- **TASK STATEMENT**
Give every line below again, exactly as it appears.

- **Recorded data**
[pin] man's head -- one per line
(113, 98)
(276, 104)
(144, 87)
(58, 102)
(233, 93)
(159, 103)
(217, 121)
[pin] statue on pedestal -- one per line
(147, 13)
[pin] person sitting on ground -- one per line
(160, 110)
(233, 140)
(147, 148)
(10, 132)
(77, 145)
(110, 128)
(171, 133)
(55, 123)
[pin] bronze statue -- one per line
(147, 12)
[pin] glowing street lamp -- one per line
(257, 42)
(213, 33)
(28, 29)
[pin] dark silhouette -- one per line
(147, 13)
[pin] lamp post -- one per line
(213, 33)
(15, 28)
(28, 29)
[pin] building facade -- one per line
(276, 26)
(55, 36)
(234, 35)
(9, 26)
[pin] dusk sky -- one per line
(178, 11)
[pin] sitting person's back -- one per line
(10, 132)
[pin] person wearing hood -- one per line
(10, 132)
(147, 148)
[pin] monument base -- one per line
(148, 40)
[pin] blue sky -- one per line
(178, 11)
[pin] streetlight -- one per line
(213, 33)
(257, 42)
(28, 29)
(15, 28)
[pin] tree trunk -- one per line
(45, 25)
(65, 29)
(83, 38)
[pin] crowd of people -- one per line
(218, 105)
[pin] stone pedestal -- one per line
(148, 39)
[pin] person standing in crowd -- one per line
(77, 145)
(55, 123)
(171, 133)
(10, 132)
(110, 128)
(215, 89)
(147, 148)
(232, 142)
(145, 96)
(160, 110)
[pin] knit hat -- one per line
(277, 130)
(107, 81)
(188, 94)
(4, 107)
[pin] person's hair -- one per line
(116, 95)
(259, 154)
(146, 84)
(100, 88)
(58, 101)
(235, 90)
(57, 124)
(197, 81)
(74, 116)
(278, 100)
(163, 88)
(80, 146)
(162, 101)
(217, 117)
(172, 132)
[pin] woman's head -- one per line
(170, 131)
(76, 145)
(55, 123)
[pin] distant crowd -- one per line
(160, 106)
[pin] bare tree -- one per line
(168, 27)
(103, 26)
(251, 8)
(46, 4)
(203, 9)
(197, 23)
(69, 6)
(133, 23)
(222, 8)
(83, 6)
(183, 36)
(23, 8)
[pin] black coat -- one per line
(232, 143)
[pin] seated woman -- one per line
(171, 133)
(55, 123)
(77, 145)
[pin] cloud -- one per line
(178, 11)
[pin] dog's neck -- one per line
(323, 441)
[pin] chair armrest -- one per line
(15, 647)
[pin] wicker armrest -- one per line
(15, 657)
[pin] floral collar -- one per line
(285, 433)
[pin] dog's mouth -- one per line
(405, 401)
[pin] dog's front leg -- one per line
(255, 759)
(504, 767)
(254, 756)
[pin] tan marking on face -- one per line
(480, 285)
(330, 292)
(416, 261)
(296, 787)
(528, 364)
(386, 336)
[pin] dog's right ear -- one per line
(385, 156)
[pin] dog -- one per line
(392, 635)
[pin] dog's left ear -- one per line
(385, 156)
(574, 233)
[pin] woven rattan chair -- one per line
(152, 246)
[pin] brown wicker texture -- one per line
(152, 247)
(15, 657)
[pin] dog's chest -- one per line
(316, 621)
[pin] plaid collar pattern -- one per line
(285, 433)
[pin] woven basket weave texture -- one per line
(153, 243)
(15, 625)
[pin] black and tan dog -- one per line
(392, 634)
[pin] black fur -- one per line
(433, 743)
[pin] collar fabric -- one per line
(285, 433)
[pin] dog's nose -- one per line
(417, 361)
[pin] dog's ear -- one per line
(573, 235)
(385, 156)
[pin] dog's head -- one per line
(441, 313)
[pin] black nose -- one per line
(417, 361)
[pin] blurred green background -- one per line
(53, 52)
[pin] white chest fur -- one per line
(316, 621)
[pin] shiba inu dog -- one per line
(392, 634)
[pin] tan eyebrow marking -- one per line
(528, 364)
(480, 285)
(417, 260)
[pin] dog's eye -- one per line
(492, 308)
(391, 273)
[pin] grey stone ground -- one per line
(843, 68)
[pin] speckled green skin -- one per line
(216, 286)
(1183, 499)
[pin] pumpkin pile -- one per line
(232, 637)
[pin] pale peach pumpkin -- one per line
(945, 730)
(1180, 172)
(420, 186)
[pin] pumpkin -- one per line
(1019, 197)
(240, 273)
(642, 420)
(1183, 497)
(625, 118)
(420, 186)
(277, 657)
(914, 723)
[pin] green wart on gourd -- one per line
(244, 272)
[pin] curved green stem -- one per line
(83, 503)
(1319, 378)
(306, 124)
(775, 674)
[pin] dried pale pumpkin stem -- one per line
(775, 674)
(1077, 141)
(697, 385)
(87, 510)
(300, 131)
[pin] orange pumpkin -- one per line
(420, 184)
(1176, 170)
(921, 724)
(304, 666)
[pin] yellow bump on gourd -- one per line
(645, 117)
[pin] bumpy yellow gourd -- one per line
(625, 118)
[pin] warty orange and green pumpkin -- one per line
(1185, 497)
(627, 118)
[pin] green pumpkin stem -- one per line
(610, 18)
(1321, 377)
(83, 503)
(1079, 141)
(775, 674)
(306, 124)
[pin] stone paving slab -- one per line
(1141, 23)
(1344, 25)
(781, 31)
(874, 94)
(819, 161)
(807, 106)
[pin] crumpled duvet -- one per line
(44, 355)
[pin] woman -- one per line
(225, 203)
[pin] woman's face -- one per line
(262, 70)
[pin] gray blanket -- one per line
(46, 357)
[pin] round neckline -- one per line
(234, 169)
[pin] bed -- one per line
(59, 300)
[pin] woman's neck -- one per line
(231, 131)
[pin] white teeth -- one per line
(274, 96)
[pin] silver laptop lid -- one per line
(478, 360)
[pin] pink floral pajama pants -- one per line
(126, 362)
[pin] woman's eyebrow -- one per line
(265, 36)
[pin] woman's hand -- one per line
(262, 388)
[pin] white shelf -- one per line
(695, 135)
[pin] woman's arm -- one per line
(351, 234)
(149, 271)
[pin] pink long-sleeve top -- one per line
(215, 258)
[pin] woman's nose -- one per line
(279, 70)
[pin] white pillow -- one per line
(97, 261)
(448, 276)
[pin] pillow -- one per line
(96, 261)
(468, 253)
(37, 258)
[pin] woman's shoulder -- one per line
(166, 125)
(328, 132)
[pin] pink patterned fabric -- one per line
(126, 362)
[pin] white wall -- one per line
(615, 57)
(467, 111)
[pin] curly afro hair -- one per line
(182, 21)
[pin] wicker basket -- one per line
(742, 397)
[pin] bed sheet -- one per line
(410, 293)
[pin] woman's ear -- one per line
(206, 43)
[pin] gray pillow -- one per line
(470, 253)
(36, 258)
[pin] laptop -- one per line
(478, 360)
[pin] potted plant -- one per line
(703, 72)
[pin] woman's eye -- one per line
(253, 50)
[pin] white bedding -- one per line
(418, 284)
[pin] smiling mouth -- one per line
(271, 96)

- **RESULT OF THIS EXERCISE**
[pin] man's head -- one per line
(113, 98)
(276, 104)
(144, 87)
(58, 102)
(233, 93)
(159, 103)
(217, 121)
[pin] statue on pedestal -- one per line
(147, 13)
[pin] person sitting on ground -- one per line
(160, 110)
(233, 140)
(147, 148)
(10, 132)
(77, 145)
(110, 128)
(171, 133)
(55, 123)
[pin] bronze statue -- one per line
(147, 12)
[pin] glowing street lamp -- one per line
(257, 42)
(213, 33)
(28, 29)
[pin] dark silhouette -- one per line
(147, 13)
[pin] lamp post -- one per line
(213, 33)
(15, 28)
(28, 29)
[pin] building facade -- one per line
(276, 26)
(55, 36)
(234, 35)
(9, 26)
[pin] dusk sky -- one per line
(178, 11)
[pin] sitting person's back -- one per line
(10, 132)
[pin] person wearing hood -- one per line
(10, 132)
(147, 148)
[pin] monument base -- one per line
(148, 40)
[pin] blue sky -- one per line
(178, 11)
[pin] streetlight -- one per line
(213, 33)
(257, 42)
(28, 29)
(15, 28)
[pin] tree trunk -- one per line
(45, 25)
(65, 29)
(83, 38)
[pin] crowd of people -- one per line
(218, 105)
[pin] stone pedestal -- one per line
(148, 39)
[pin] person standing in crowd -- one per line
(77, 145)
(55, 123)
(171, 133)
(10, 132)
(110, 128)
(215, 89)
(147, 148)
(232, 142)
(145, 96)
(160, 110)
[pin] knit hat -- one per line
(277, 130)
(107, 81)
(188, 94)
(4, 107)
[pin] person's hair -- one per line
(116, 95)
(259, 154)
(146, 84)
(100, 88)
(58, 101)
(235, 90)
(57, 124)
(197, 81)
(74, 116)
(278, 100)
(163, 88)
(80, 146)
(162, 101)
(217, 117)
(172, 132)
[pin] woman's head -- one per line
(170, 131)
(76, 145)
(55, 123)
[pin] distant crowd -- one per line
(160, 106)
[pin] bare tree -- one per line
(168, 27)
(103, 26)
(251, 8)
(46, 4)
(203, 9)
(197, 23)
(69, 6)
(133, 23)
(222, 8)
(83, 6)
(183, 36)
(23, 8)
[pin] black coat -- one per line
(232, 143)
[pin] seated woman -- one per line
(171, 133)
(55, 123)
(77, 145)
[pin] cloud -- one per line
(178, 11)
[pin] dog's neck -- one per line
(323, 441)
[pin] chair armrest -- one per line
(15, 647)
[pin] wicker armrest -- one per line
(15, 657)
[pin] floral collar -- one per line
(285, 433)
[pin] dog's mouth -- one per line
(405, 401)
[pin] dog's front leg -- one per line
(255, 759)
(504, 767)
(254, 756)
[pin] tan marking on face -- one per line
(480, 285)
(330, 292)
(416, 261)
(296, 787)
(528, 364)
(386, 336)
[pin] dog's right ear -- one per line
(385, 156)
[pin] dog -- one per line
(392, 635)
[pin] dog's left ear -- one per line
(385, 156)
(574, 233)
[pin] woven rattan chair -- one per line
(152, 246)
[pin] brown wicker texture -- one per line
(152, 247)
(15, 657)
[pin] dog's chest -- one per line
(316, 621)
[pin] plaid collar pattern -- one per line
(285, 433)
[pin] woven basket weave texture -- one per line
(153, 243)
(15, 625)
[pin] black and tan dog -- one per line
(392, 634)
[pin] black fur -- one per line
(433, 743)
[pin] collar fabric -- one per line
(285, 433)
[pin] dog's nose -- one per line
(417, 361)
[pin] dog's ear -- one per line
(573, 235)
(385, 156)
[pin] dog's head -- one per line
(441, 313)
[pin] black nose -- one per line
(417, 361)
[pin] blurred green background -- one per line
(53, 52)
[pin] white chest fur -- one per line
(316, 621)
[pin] shiba inu dog -- one per line
(392, 634)
[pin] tan eyebrow marking -- one per line
(528, 364)
(480, 285)
(417, 260)
[pin] dog's eye -- one per line
(492, 308)
(391, 273)
[pin] grey stone ground -- one per line
(843, 68)
[pin] speckled green skin -- one per line
(216, 286)
(1183, 499)
[pin] pumpkin pile -- one per line
(232, 637)
[pin] pale peach pumpkin -- one per line
(945, 730)
(1180, 172)
(420, 186)
[pin] pumpkin -- one per line
(1019, 197)
(240, 273)
(642, 420)
(1183, 497)
(625, 118)
(420, 186)
(277, 657)
(914, 723)
[pin] green wart on gourd -- one per line
(244, 272)
[pin] curved green stem -- one per line
(83, 503)
(1319, 378)
(306, 124)
(775, 674)
[pin] dried pale pumpkin stem -- one per line
(775, 674)
(1077, 141)
(697, 385)
(87, 510)
(300, 131)
[pin] orange pumpkin -- one per line
(420, 184)
(1176, 170)
(921, 724)
(304, 666)
[pin] yellow bump on gourd -- one per line
(645, 117)
[pin] bumpy yellow gourd -- one per line
(625, 118)
[pin] warty orange and green pumpkin -- one per line
(1185, 497)
(627, 118)
[pin] green pumpkin stem -- one per line
(610, 18)
(1321, 377)
(83, 503)
(1079, 141)
(775, 674)
(306, 124)
[pin] stone paving slab -- one per line
(1141, 23)
(1344, 25)
(781, 31)
(874, 94)
(819, 161)
(807, 106)
[pin] crumpled duvet -- one per line
(44, 355)
[pin] woman -- one per line
(225, 203)
[pin] woman's face -- one per line
(262, 70)
[pin] gray blanket -- one per line
(46, 357)
[pin] round neckline -- one per line
(234, 169)
[pin] bed -- one per line
(59, 300)
[pin] woman's neck -- one per line
(231, 131)
[pin] white teeth -- one per line
(274, 96)
[pin] silver laptop lid -- one per line
(478, 360)
[pin] pink floral pajama pants -- one per line
(126, 362)
[pin] woman's eyebrow -- one per line
(265, 36)
[pin] woman's hand -- one per line
(262, 388)
[pin] white shelf -- one per line
(695, 135)
[pin] woman's arm -- one per line
(351, 234)
(149, 271)
[pin] pink long-sleeve top -- one per line
(215, 258)
[pin] woman's nose -- one per line
(279, 70)
[pin] white pillow -- one per line
(97, 261)
(448, 276)
[pin] pillow -- one per line
(96, 261)
(468, 253)
(37, 258)
[pin] woman's shoulder -- one per line
(166, 125)
(328, 132)
[pin] pink patterned fabric -- one per line
(126, 362)
[pin] white wall -- one per line
(615, 57)
(467, 111)
[pin] curly afro hair -- one per line
(182, 21)
[pin] wicker basket -- one per line
(742, 397)
[pin] bed sheet -- one per line
(410, 293)
[pin] woman's ear -- one per line
(206, 43)
[pin] gray pillow -- one per line
(470, 253)
(36, 258)
[pin] laptop -- one per line
(478, 360)
[pin] potted plant -- one per line
(703, 72)
[pin] woman's eye -- one per line
(253, 50)
[pin] white bedding -- one per line
(418, 284)
[pin] smiling mouth -- one per line
(271, 96)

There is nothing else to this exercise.